» GOAL: Reproduce, word for word, the stretch from "The Chairperson said" through "is being done." in the Eskom committee passage below.

» PASSAGE GIVEN:
###
The Chairperson noted the presentation highlighted that Independent Power Producers (IPP’s) contribute to 5% of energy that Eskom produces but it accounts for 25% of primary energy costs. Why is there this misalignment?The matter of lack of consequence management was raised the previous day. There are findings of fruitless and wasteful expenditure but there are no steps or corrective measures that have been taken. What is your view? The cost of debt graph in the presentation only goes up to 2021. The projection in the graph indicates that even with an intervention there will still be this increment effect. The Committee is expecting Eskom to be independent, sustainable, able to raise its own revenue and run its own business and mandate.
The Chairperson said there are warm bodies doing wrong things in the name of Eskom such as state capture and corruption. The Committee can not promote the approval of public funds to fund corrupt activities. As a result, members want to see the conditions. Based on what the conditions are, members will be able to approve the Bill. Until such time actions are taken and people are made to account and pay where necessary for what they have done, this will be ongoing just like it’s happening in South African Airways (SAA). Eskom has lost public trust and have to regain it. The public must see what is being done.
Ms Orlandi replied tha the conditions are taken from the Amendment Bill. In terms of the Special Appropriation Bill, the Minister of Finance will determine the conditions to be imposed on Eskom. On reporting lines, the Minister of Finance will transfer amounts to the DPE that will then transfer it to Eskom. They all have a role to play in terms of reporting lines. On DPE’s capacity, the PBO looked at its structure. It has 3 programmes and the biggest amount of funding is allocated to Administration. The funds will be transferred from either programme 2 or 3. On its organisational structure, by the end of this financial year, it will have full staff. This includes high-level management positions. The Special Appropriation Bill mainly transfers money from programme 3 but the Amendment Bill transfers from programme 2 so there is confusion around where money will be placed and transferred from.
###
» DATA SECTION:
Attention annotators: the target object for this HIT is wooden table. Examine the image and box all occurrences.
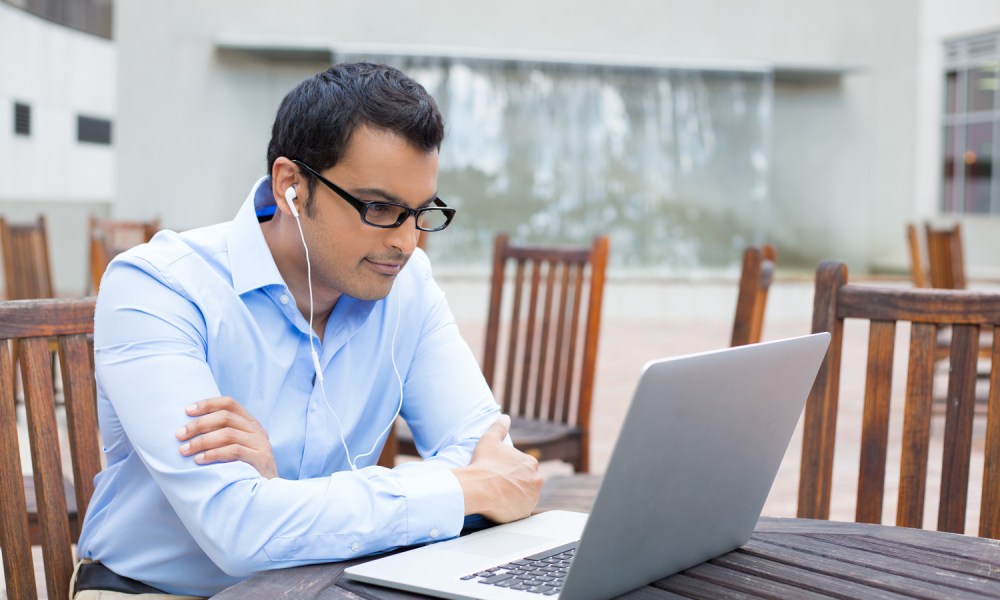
[214,517,1000,600]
###
» SOLUTION TO THIS PROBLEM:
The Chairperson said there are warm bodies doing wrong things in the name of Eskom such as state capture and corruption. The Committee can not promote the approval of public funds to fund corrupt activities. As a result, members want to see the conditions. Based on what the conditions are, members will be able to approve the Bill. Until such time actions are taken and people are made to account and pay where necessary for what they have done, this will be ongoing just like it’s happening in South African Airways (SAA). Eskom has lost public trust and have to regain it. The public must see what is being done.